===== Passage to read =====

Oh, it’s not less than anyone expected.

IN AMERICA, THE YOUNG ARE ALWAYS READY TO GIVE TO THOSE WHO ARE OLDER THAN THEMSELVES THE FULL BENEFITS OF THEIR INEXPERIENCE: A Note to Entitled Millennials in the Workplace: Give Humility a Try.

And most millennials new to the workplace have much to be humble about.

Related: “Why, given Thoreau’s hypocrisy, his sanctimony, his dour asceticism, and his scorn, do we continue to cherish ‘Walden’? One answer is that we read him early. ‘Walden’ is a staple of the high-school curriculum, and you could scarcely write a book more appealing to teen-agers: Thoreau endorses rebellion against societal norms, champions idleness over work, and gives his readers permission to ignore their elders. (‘Practically, the old have no very important advice to give the young, their own experience has been so partial, and their lives have been such miserable failures.’) ‘Walden’ is also fundamentally adolescent in tone: Thoreau shares the conviction, far more developmentally appropriate and forgivable in teens, that everyone else’s certainties are wrong while one’s own are unassailable. Moreover, he presents adulthood not as it is but as kids wishfully imagine it: an idyll of autonomy, unfettered by any civic or familial responsibilities.”

ASHE SCHOW: NPR highlights struggle of wrongly accused students.

It’s taken five years, but National Public Radio finally seems to recognize the consequences of campus sexual assault hysteria.

===== Supplied data =====

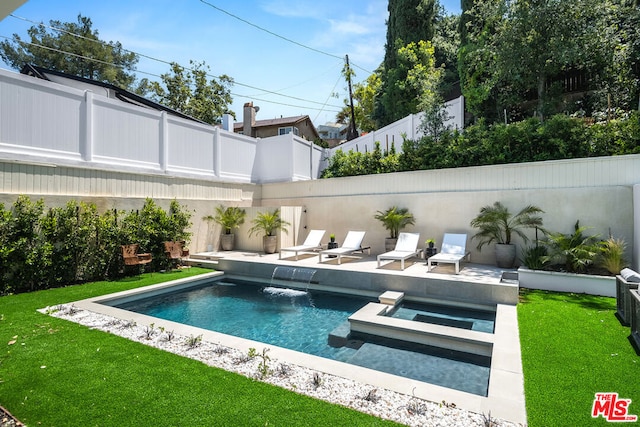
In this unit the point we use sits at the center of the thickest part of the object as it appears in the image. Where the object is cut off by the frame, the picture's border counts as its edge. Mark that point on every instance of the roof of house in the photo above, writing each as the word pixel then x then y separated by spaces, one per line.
pixel 282 121
pixel 121 94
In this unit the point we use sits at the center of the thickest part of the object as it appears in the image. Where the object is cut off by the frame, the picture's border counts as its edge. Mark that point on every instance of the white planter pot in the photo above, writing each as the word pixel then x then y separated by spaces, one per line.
pixel 226 241
pixel 567 282
pixel 505 255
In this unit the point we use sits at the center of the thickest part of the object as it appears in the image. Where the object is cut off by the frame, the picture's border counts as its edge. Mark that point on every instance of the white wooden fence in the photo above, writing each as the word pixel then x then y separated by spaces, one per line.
pixel 47 122
pixel 408 127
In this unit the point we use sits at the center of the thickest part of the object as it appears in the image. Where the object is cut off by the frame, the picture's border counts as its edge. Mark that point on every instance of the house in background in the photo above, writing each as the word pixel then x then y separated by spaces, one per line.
pixel 333 133
pixel 298 125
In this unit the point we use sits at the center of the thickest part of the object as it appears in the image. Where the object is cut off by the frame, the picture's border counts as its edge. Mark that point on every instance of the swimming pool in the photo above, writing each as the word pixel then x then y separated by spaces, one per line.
pixel 302 321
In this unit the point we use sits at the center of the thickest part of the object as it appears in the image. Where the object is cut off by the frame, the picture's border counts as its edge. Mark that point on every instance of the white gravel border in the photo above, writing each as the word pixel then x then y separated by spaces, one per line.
pixel 381 403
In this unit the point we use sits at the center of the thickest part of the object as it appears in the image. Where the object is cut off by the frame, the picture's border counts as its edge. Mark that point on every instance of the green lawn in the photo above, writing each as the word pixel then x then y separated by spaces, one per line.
pixel 60 373
pixel 573 346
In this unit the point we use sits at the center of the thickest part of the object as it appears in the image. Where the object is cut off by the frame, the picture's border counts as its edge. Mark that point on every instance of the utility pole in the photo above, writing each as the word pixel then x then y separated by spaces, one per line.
pixel 352 133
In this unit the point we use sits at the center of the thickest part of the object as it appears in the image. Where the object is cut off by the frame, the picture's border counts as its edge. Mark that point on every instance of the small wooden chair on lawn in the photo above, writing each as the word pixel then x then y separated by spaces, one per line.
pixel 175 252
pixel 131 256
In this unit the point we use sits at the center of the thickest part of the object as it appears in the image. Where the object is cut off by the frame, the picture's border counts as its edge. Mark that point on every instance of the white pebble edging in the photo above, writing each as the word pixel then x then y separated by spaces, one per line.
pixel 381 403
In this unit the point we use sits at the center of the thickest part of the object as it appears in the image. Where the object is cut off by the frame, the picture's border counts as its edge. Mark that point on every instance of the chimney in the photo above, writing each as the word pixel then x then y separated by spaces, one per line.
pixel 227 122
pixel 249 119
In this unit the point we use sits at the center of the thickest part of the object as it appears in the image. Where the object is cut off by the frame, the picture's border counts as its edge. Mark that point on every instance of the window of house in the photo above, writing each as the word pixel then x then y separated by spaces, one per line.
pixel 289 129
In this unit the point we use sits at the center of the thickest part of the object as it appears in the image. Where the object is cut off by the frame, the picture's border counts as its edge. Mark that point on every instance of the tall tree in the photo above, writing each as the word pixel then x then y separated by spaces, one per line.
pixel 446 42
pixel 410 21
pixel 191 92
pixel 364 96
pixel 515 48
pixel 413 85
pixel 72 48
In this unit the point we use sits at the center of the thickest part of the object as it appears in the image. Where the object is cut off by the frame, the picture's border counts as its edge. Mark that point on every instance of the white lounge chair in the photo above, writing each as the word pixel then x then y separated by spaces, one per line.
pixel 312 243
pixel 352 243
pixel 454 250
pixel 406 247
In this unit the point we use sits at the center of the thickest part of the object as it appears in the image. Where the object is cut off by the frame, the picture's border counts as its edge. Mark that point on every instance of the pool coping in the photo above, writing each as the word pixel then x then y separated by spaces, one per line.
pixel 505 398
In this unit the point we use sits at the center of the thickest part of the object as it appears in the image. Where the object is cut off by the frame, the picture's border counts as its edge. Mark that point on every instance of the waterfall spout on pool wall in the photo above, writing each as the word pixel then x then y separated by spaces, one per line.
pixel 293 274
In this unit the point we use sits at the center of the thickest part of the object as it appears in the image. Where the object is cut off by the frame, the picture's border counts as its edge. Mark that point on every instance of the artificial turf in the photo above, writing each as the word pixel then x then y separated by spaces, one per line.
pixel 573 346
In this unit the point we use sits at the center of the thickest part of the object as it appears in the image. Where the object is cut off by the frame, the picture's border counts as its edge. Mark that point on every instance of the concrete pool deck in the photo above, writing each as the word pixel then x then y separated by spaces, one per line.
pixel 475 286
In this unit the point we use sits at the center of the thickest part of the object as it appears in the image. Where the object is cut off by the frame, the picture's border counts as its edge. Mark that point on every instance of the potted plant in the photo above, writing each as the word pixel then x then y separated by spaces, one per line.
pixel 268 223
pixel 229 218
pixel 394 219
pixel 496 224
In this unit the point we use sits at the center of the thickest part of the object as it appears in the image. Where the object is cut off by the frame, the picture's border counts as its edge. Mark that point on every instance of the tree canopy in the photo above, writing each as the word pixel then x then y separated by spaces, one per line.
pixel 192 92
pixel 76 49
pixel 73 48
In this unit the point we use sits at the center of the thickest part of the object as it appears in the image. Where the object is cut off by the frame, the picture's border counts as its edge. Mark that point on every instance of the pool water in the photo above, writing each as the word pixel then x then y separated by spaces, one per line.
pixel 287 318
pixel 303 321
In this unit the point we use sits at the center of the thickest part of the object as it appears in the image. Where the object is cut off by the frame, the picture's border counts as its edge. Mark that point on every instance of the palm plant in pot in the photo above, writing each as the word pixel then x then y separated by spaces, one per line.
pixel 229 218
pixel 496 224
pixel 268 223
pixel 394 219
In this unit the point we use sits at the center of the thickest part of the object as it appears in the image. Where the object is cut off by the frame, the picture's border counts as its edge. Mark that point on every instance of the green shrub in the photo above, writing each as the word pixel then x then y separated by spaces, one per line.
pixel 74 244
pixel 558 137
pixel 533 257
pixel 612 255
pixel 576 251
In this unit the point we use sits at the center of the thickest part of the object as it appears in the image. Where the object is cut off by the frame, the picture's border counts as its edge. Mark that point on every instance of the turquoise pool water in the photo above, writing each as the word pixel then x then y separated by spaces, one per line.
pixel 302 321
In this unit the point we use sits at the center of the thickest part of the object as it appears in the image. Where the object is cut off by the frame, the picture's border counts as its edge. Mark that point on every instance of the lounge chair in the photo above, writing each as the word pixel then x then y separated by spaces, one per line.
pixel 312 243
pixel 406 247
pixel 454 250
pixel 352 243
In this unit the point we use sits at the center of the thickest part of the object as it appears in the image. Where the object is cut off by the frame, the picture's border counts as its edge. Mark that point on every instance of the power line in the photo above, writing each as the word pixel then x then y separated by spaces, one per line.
pixel 154 59
pixel 278 35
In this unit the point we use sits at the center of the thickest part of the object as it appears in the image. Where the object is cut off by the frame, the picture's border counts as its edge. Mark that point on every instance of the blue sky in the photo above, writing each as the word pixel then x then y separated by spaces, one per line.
pixel 284 79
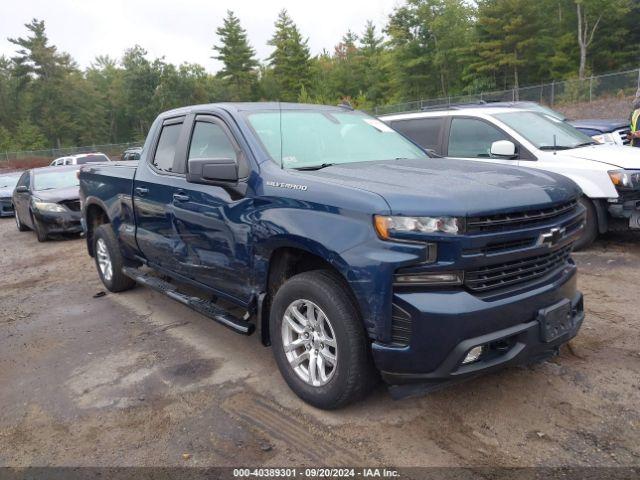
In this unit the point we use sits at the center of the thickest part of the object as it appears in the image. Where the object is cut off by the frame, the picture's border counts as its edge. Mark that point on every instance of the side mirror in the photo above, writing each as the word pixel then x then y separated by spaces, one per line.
pixel 216 171
pixel 503 149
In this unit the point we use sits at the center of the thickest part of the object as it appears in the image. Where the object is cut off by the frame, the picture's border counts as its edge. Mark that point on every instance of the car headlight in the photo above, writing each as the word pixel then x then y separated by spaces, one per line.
pixel 388 226
pixel 604 138
pixel 48 207
pixel 625 179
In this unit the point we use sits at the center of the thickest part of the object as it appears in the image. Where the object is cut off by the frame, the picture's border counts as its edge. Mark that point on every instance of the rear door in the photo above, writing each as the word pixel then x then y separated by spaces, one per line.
pixel 154 186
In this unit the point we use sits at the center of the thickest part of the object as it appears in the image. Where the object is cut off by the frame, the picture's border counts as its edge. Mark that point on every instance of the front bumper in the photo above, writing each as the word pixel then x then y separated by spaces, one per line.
pixel 6 207
pixel 446 325
pixel 59 222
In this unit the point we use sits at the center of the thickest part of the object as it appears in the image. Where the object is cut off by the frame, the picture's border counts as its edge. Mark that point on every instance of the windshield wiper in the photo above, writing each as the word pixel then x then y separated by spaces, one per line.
pixel 315 167
pixel 555 147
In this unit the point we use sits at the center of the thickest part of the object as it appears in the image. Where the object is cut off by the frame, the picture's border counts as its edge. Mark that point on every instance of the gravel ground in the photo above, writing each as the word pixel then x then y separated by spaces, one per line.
pixel 135 379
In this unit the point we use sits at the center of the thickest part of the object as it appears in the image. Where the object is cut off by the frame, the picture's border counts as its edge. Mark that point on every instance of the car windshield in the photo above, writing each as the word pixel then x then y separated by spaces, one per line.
pixel 53 180
pixel 545 132
pixel 9 181
pixel 310 139
pixel 91 159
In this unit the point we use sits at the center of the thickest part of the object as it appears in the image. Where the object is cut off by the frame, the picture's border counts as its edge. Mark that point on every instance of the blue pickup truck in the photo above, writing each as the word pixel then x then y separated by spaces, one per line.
pixel 351 251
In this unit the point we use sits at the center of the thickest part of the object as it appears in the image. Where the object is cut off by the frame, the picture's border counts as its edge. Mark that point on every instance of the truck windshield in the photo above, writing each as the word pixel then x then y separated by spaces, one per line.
pixel 54 180
pixel 310 139
pixel 545 132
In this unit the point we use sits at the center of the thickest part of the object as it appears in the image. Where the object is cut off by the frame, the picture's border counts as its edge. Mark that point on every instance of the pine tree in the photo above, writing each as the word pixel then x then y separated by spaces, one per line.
pixel 290 60
pixel 238 58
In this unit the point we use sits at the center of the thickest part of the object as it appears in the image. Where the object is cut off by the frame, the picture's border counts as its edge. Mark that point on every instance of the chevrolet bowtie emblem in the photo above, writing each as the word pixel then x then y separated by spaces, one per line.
pixel 552 237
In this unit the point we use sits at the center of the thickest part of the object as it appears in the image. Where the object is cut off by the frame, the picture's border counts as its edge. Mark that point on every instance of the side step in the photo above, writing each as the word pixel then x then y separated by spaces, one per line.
pixel 204 307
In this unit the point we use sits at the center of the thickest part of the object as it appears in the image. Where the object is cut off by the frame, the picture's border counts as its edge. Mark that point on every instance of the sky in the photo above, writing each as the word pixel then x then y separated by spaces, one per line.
pixel 180 30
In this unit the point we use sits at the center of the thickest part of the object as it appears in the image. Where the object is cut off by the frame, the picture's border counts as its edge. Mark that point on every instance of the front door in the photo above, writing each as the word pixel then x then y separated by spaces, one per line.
pixel 471 139
pixel 212 221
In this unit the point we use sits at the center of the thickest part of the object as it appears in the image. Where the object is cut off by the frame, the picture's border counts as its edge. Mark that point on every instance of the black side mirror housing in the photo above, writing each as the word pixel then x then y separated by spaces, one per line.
pixel 215 171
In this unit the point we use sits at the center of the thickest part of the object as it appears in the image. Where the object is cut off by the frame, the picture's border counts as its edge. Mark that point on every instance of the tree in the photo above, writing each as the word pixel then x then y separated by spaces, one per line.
pixel 290 60
pixel 238 58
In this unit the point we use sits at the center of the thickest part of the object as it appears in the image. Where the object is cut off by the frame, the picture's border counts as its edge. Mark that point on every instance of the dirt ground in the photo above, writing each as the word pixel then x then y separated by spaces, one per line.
pixel 135 379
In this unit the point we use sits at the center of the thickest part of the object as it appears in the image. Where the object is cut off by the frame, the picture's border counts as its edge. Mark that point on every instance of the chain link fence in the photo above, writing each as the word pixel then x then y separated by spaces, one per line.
pixel 617 85
pixel 39 158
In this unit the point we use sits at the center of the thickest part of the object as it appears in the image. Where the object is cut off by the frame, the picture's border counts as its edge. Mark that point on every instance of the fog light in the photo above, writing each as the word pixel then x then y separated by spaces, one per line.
pixel 473 355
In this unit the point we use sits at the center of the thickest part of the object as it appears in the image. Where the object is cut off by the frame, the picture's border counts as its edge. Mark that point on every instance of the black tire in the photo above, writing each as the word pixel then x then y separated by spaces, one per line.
pixel 118 281
pixel 354 373
pixel 590 231
pixel 19 225
pixel 41 233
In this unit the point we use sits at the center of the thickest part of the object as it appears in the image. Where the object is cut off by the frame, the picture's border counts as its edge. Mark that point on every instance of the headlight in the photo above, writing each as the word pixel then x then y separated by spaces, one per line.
pixel 625 179
pixel 387 226
pixel 48 207
pixel 604 138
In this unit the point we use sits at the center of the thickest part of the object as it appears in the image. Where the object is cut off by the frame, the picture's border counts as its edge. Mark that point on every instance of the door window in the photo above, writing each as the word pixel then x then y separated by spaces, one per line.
pixel 471 138
pixel 424 131
pixel 209 140
pixel 165 153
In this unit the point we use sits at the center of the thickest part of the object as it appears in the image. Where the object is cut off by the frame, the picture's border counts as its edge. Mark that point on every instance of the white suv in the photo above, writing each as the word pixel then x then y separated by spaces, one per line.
pixel 609 175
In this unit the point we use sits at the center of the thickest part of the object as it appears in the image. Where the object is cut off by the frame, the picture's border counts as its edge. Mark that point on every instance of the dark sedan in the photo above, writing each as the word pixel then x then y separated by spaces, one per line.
pixel 47 201
pixel 7 184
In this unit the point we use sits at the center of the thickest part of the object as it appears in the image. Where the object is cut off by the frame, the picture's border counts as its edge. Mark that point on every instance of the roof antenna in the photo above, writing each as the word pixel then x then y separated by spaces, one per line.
pixel 281 136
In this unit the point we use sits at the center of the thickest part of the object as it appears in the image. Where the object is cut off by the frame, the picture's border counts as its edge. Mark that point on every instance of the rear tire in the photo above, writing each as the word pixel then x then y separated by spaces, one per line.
pixel 590 231
pixel 109 260
pixel 19 225
pixel 334 340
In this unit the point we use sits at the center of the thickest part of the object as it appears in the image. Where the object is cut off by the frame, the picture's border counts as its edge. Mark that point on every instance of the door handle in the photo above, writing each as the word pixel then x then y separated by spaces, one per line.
pixel 179 197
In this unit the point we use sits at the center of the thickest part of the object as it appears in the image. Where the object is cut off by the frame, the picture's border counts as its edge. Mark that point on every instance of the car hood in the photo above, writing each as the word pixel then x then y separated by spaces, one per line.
pixel 452 187
pixel 58 195
pixel 616 155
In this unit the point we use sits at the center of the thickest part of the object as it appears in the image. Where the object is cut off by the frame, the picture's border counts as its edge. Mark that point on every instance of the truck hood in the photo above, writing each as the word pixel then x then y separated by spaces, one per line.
pixel 438 186
pixel 58 195
pixel 616 155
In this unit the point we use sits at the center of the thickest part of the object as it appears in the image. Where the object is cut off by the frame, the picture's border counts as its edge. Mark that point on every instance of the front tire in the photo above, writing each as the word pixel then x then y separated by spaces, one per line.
pixel 590 231
pixel 19 225
pixel 109 260
pixel 319 341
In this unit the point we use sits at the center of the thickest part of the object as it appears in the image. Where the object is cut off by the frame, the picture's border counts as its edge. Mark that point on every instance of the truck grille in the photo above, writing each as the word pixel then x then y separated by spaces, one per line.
pixel 510 221
pixel 516 272
pixel 622 134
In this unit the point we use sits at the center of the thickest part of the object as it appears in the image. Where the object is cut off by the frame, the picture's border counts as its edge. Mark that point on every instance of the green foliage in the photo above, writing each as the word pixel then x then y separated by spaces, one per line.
pixel 290 60
pixel 427 49
pixel 238 58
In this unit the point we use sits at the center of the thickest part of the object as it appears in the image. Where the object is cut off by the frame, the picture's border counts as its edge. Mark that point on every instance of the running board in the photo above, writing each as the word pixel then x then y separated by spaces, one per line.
pixel 204 307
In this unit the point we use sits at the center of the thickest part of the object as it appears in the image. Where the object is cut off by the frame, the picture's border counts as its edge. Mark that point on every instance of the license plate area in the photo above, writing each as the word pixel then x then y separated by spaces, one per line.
pixel 555 320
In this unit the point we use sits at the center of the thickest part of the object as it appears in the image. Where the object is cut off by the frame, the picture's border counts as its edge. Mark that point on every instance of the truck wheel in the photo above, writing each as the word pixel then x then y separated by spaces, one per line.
pixel 590 231
pixel 41 233
pixel 109 261
pixel 21 227
pixel 319 341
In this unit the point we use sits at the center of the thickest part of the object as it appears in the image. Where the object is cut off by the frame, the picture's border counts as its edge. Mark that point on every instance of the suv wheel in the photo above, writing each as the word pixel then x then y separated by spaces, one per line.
pixel 319 341
pixel 109 261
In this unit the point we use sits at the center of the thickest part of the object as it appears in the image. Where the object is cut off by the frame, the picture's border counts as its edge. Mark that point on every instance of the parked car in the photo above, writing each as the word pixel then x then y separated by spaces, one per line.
pixel 80 159
pixel 47 201
pixel 613 132
pixel 132 153
pixel 344 244
pixel 609 175
pixel 8 182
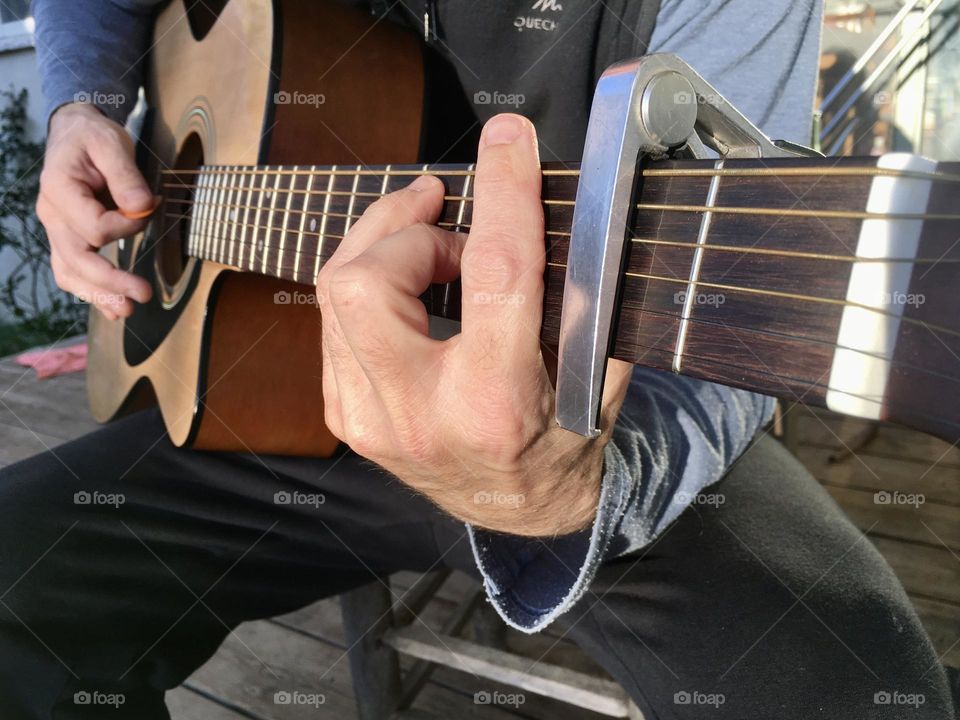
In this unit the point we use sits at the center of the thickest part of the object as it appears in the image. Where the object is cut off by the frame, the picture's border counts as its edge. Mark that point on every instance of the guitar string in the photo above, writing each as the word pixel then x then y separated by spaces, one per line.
pixel 559 233
pixel 785 212
pixel 894 362
pixel 866 171
pixel 221 256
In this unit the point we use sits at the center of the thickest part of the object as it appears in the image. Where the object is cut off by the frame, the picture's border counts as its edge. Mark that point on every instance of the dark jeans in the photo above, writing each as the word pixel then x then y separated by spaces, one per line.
pixel 771 600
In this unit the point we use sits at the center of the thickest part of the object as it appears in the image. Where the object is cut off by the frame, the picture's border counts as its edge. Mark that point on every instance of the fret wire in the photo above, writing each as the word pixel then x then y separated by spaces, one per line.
pixel 233 233
pixel 194 217
pixel 303 222
pixel 256 243
pixel 386 179
pixel 208 215
pixel 695 264
pixel 812 170
pixel 218 220
pixel 323 224
pixel 274 194
pixel 286 218
pixel 246 216
pixel 353 199
pixel 196 226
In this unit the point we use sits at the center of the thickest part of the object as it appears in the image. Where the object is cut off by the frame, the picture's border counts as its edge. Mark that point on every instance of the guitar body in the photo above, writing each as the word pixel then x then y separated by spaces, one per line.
pixel 229 366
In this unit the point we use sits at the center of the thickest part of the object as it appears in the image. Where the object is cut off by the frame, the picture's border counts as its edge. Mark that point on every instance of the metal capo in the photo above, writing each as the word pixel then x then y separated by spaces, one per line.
pixel 654 106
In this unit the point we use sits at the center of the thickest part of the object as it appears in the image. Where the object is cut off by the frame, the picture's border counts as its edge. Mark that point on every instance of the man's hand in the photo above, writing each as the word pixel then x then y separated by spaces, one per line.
pixel 88 154
pixel 467 421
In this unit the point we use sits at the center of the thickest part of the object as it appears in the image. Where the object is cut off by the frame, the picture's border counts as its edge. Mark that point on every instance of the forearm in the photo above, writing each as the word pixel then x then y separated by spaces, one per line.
pixel 92 51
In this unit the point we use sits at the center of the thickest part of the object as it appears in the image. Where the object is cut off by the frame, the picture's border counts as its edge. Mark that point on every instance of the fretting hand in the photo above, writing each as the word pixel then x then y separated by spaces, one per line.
pixel 467 421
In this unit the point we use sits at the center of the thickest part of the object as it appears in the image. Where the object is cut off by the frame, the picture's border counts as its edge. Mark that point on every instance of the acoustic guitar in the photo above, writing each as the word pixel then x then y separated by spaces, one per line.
pixel 260 179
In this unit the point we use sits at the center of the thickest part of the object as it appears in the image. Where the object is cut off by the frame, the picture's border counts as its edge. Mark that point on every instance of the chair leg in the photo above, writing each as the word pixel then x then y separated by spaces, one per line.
pixel 374 667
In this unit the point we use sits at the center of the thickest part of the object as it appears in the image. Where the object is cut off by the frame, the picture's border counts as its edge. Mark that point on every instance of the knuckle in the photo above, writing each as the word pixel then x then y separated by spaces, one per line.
pixel 490 264
pixel 361 439
pixel 354 284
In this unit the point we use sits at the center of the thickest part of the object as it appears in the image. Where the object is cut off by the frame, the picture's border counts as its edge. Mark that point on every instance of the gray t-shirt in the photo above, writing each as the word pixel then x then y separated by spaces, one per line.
pixel 675 435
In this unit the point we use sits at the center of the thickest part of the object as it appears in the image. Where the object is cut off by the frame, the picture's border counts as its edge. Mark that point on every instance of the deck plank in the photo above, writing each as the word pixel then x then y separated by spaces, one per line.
pixel 304 650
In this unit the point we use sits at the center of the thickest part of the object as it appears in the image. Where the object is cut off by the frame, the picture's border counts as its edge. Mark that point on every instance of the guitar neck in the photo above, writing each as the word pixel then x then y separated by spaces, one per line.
pixel 799 278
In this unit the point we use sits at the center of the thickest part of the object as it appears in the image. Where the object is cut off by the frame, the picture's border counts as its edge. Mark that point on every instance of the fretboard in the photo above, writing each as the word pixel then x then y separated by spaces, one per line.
pixel 753 274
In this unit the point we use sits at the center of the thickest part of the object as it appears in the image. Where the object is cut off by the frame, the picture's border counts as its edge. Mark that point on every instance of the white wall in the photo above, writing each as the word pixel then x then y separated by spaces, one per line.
pixel 18 69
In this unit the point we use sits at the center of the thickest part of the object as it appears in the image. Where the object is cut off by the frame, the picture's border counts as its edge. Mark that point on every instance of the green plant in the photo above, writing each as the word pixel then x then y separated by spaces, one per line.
pixel 28 293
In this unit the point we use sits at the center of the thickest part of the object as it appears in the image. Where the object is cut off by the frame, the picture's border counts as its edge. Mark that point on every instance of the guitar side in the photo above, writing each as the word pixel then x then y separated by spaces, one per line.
pixel 230 368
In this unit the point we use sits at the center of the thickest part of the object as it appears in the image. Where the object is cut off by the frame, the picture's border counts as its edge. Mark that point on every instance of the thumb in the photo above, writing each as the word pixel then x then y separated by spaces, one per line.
pixel 114 160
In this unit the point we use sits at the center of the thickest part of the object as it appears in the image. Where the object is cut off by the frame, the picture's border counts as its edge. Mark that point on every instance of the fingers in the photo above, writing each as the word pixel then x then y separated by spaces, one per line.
pixel 503 261
pixel 419 202
pixel 126 184
pixel 78 269
pixel 87 153
pixel 389 278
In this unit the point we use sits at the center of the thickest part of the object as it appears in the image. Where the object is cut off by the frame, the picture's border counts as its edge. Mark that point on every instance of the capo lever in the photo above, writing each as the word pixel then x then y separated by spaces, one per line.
pixel 655 106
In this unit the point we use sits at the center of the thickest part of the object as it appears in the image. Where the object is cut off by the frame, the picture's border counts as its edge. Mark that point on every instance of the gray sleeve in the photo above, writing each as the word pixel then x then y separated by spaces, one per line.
pixel 675 436
pixel 93 51
pixel 761 56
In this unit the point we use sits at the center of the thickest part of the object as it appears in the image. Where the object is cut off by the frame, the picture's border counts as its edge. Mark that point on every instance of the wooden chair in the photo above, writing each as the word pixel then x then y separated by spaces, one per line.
pixel 379 629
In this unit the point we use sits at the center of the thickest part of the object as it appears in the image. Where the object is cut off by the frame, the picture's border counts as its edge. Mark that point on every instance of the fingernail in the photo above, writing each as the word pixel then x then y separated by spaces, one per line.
pixel 136 197
pixel 420 184
pixel 503 129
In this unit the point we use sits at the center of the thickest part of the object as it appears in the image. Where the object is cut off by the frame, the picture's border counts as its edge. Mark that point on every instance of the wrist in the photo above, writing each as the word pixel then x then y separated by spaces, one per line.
pixel 74 110
pixel 561 500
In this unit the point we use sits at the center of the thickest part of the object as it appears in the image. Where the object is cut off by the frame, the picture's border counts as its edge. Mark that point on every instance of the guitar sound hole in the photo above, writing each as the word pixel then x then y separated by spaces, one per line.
pixel 171 256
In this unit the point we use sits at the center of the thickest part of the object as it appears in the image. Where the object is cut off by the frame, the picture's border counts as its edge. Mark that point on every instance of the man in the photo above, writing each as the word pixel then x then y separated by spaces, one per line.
pixel 765 596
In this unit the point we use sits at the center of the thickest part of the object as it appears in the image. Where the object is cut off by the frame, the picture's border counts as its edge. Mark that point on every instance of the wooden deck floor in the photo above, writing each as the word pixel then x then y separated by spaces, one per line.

=====

● **Check your understanding**
**1.** In the blog passage, what does the quoted writer say National Public Radio finally seems to recognize after five years?
**2.** According to the quotation about "Walden" in the blog passage, why do readers continue to cherish the book?

● **Exercise answers**
**1.** It seems to recognize the consequences of campus sexual assault hysteria.

**2.** Readers meet it early, since it is a staple of the high-school curriculum. It also appeals strongly to teenagers because Thoreau endorses rebellion against societal norms, champions idleness over work, and gives readers permission to ignore their elders.